BEGIN SOURCE MATERIAL
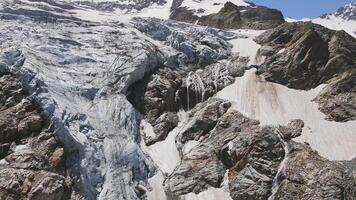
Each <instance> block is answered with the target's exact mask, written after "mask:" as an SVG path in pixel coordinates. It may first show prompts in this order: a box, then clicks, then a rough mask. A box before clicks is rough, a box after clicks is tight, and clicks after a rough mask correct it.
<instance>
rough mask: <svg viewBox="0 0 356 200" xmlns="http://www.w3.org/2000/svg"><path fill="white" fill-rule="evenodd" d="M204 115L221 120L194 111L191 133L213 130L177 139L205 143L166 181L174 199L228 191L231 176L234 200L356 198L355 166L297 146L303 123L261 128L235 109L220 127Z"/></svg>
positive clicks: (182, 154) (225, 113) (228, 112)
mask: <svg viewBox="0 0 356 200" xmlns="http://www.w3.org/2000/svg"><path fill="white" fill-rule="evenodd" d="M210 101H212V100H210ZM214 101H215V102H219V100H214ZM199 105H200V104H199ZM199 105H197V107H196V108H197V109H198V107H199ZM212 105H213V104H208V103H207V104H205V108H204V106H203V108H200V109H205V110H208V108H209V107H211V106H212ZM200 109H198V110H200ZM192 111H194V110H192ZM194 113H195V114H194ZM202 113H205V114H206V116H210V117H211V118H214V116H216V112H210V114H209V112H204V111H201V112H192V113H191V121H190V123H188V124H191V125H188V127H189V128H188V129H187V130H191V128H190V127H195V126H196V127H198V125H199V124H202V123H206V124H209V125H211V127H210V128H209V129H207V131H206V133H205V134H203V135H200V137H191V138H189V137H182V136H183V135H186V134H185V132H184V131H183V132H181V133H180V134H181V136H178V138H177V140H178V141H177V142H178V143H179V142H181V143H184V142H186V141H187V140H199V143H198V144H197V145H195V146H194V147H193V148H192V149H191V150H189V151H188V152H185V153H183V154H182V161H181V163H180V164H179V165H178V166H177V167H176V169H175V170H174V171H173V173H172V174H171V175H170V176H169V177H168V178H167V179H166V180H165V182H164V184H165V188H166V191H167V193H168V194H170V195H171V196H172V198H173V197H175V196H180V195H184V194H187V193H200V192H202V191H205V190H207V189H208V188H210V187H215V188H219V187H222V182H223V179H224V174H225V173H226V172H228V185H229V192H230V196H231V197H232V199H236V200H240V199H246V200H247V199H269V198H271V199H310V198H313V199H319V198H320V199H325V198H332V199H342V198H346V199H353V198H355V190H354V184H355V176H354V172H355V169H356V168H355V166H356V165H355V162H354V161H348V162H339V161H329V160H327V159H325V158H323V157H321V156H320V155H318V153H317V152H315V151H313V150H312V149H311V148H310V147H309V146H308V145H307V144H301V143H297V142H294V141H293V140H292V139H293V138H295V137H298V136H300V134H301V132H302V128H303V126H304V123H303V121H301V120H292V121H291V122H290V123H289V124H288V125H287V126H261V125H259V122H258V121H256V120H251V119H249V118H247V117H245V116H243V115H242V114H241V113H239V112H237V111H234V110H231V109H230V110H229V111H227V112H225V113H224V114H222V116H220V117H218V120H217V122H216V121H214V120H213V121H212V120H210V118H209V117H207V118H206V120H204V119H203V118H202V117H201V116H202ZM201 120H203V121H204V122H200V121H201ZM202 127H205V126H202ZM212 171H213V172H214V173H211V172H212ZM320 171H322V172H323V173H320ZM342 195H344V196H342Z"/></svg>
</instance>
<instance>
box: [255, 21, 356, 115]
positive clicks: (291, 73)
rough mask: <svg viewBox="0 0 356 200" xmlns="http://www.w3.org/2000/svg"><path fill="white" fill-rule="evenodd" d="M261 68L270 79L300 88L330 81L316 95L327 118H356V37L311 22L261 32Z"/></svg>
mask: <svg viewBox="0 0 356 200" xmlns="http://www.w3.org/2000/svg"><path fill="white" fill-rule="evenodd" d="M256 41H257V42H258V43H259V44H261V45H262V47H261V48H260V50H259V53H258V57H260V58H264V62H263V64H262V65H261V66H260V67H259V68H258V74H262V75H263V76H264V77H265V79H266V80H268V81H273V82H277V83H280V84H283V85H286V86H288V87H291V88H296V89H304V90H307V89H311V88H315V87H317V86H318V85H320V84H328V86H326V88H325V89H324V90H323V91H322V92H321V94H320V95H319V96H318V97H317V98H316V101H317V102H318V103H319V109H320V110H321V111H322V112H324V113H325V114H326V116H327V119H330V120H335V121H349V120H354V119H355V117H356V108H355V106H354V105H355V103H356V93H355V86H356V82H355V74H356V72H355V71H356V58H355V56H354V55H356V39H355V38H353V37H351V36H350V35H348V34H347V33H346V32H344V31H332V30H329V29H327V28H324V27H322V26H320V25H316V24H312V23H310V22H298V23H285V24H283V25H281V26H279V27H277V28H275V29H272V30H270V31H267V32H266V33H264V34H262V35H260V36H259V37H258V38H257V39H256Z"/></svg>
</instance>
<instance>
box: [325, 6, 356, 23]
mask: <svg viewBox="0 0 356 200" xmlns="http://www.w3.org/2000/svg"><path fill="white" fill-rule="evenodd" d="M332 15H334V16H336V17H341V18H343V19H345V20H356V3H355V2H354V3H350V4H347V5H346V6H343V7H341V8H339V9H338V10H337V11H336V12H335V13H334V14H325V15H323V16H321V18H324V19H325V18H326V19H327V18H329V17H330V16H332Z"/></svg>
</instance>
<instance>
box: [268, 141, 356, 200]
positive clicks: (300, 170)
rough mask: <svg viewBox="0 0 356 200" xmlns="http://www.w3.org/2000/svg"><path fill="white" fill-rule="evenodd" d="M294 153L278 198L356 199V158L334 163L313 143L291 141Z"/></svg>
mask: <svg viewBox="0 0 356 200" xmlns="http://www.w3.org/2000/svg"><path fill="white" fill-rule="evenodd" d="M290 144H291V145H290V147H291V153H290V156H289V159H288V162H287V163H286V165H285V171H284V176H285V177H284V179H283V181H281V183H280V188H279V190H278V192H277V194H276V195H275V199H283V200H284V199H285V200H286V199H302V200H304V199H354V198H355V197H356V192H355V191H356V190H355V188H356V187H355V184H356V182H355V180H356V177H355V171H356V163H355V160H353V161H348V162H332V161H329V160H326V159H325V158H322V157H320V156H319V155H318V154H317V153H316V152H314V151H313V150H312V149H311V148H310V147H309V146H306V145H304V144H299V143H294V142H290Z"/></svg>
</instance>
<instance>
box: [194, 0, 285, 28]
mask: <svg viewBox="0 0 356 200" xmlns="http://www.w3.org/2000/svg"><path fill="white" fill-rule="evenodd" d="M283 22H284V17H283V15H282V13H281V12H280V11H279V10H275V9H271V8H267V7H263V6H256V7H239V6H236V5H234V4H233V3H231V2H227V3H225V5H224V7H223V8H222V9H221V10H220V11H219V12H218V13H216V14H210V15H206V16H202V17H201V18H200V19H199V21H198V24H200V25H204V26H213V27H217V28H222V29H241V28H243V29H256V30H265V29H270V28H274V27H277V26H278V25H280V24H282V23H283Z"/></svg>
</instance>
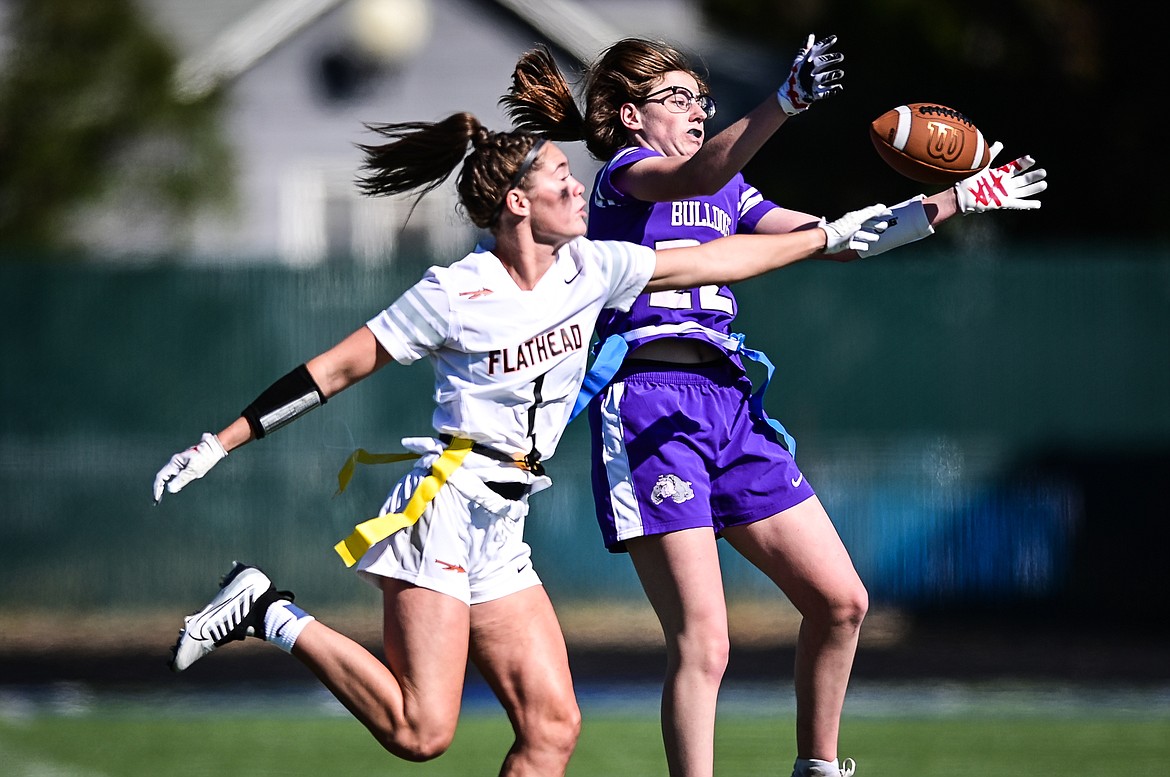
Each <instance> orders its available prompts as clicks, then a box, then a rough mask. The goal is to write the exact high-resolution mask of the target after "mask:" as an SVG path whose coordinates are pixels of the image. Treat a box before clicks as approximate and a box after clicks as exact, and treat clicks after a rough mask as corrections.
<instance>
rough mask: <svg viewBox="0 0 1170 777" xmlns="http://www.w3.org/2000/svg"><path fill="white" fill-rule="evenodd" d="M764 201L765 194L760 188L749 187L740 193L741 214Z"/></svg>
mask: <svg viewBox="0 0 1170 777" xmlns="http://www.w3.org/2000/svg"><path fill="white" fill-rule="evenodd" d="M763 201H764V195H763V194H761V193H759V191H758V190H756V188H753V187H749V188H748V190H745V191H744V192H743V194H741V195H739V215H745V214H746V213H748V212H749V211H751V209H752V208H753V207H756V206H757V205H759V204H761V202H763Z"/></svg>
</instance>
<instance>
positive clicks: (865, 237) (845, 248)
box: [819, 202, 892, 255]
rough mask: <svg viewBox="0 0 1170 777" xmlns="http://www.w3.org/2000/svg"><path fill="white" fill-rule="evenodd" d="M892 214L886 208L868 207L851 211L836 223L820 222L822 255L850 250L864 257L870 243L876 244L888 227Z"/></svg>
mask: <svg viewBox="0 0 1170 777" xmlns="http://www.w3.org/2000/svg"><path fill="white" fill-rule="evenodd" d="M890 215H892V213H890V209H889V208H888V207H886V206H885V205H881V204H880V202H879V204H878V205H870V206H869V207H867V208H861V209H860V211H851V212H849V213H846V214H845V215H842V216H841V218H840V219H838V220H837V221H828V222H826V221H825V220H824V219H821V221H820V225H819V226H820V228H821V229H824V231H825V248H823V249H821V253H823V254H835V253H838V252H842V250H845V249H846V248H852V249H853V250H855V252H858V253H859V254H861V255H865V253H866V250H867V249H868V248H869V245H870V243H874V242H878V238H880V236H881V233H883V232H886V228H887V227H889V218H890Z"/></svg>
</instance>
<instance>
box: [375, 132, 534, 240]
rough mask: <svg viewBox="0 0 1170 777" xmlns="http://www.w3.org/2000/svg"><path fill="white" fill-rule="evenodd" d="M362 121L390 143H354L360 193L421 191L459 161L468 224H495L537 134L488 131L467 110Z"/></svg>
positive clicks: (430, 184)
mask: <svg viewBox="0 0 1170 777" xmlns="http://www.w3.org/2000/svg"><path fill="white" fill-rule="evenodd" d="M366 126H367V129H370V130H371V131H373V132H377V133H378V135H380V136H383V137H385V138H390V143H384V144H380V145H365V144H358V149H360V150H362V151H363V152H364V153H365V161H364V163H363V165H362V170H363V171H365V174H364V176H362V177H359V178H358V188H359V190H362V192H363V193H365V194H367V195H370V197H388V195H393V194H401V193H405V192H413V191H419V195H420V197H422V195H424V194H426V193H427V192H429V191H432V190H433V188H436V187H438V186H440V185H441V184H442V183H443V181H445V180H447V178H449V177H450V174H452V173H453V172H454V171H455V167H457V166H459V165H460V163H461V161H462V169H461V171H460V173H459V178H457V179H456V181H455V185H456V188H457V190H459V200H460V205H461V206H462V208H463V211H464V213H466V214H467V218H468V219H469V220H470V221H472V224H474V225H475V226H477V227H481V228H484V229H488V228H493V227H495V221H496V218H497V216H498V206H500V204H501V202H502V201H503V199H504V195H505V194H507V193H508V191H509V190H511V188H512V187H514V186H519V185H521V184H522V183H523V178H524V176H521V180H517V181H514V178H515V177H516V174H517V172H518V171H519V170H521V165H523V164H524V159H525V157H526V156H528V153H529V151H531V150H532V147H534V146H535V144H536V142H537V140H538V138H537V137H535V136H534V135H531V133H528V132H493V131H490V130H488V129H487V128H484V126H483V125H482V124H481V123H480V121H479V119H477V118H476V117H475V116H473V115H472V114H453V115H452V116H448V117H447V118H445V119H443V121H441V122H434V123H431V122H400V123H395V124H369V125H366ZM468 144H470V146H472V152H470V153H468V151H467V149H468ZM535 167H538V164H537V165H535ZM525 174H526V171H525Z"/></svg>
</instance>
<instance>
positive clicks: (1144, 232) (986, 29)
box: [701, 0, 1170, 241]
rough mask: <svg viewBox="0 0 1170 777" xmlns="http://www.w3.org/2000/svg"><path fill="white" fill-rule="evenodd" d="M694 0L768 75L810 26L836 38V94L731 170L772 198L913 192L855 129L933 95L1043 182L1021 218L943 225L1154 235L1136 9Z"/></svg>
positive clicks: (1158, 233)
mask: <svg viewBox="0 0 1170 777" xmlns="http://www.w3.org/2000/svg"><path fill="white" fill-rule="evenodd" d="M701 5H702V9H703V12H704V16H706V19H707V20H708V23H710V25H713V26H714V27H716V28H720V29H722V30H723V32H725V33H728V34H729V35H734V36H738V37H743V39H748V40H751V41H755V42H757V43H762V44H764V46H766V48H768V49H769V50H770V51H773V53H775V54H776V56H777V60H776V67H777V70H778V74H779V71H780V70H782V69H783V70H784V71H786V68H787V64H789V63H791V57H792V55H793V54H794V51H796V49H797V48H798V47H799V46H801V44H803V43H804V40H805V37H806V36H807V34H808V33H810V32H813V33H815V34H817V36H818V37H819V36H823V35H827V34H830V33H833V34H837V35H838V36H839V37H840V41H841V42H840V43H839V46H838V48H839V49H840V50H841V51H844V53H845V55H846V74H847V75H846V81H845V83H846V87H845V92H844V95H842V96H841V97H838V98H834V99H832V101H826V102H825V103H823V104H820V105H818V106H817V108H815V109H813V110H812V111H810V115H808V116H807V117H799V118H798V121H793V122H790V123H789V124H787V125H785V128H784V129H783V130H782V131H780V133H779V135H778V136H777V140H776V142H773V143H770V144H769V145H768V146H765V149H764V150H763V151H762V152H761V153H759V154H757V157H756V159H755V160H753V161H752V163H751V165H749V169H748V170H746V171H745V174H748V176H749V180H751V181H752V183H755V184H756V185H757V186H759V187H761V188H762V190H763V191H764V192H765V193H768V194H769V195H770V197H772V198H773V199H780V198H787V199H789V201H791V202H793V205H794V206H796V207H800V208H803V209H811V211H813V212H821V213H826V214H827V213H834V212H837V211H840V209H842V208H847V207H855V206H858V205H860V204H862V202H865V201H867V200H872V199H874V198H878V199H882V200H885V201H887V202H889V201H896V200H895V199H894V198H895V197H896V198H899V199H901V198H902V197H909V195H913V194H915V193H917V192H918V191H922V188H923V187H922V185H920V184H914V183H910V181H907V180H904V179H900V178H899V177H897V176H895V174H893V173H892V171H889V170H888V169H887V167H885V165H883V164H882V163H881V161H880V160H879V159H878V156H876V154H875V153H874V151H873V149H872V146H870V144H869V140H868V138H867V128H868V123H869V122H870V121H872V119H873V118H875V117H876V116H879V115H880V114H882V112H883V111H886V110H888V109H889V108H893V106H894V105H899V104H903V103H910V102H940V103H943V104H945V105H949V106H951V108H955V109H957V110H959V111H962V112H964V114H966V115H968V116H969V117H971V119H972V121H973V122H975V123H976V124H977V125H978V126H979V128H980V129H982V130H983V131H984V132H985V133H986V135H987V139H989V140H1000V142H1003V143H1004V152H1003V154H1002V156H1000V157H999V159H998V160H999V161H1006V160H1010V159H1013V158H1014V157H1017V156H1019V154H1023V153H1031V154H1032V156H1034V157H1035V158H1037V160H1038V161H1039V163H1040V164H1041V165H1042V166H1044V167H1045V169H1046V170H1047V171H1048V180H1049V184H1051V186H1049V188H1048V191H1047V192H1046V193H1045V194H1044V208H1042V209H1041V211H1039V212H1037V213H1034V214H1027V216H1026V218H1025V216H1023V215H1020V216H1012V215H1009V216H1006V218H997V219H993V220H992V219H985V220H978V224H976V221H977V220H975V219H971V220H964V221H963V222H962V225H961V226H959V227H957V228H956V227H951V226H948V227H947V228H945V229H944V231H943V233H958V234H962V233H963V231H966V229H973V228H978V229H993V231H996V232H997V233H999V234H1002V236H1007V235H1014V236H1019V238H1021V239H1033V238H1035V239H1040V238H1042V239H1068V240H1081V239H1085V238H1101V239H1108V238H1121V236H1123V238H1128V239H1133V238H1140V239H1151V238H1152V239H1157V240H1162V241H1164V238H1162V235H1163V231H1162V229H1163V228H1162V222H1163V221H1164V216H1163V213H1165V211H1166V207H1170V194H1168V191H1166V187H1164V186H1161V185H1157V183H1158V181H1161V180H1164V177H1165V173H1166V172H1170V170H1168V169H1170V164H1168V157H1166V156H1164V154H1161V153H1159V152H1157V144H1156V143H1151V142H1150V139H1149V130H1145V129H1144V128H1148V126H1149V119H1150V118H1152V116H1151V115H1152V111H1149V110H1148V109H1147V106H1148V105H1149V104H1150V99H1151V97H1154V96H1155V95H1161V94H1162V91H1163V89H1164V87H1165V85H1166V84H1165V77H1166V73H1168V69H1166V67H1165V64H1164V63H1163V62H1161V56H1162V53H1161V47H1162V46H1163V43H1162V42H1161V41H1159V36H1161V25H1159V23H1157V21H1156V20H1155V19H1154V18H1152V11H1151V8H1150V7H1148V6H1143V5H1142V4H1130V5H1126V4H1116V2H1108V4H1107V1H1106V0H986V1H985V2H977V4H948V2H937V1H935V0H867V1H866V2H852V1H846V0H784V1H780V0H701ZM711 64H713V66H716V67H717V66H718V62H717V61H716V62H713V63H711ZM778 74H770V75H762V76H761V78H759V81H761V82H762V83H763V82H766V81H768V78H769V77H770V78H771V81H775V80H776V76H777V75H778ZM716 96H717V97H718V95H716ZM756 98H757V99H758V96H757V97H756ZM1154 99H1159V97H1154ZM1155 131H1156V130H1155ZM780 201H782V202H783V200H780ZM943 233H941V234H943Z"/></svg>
END SOURCE MATERIAL
## EXERCISE DETAILS
In the records above, the line with "box: [701, 0, 1170, 241]" marks the start and the line with "0L768 75L810 26L836" marks the end; copy that stretch exactly, both lines included, and nothing else.

## COMPLETED TASK
box: [701, 0, 1170, 241]
rough mask: <svg viewBox="0 0 1170 777" xmlns="http://www.w3.org/2000/svg"><path fill="white" fill-rule="evenodd" d="M694 0L768 75L810 26L836 38V94L731 170L772 198L913 192L855 129L933 95L1043 182L1021 218L943 225L1154 235L1136 9Z"/></svg>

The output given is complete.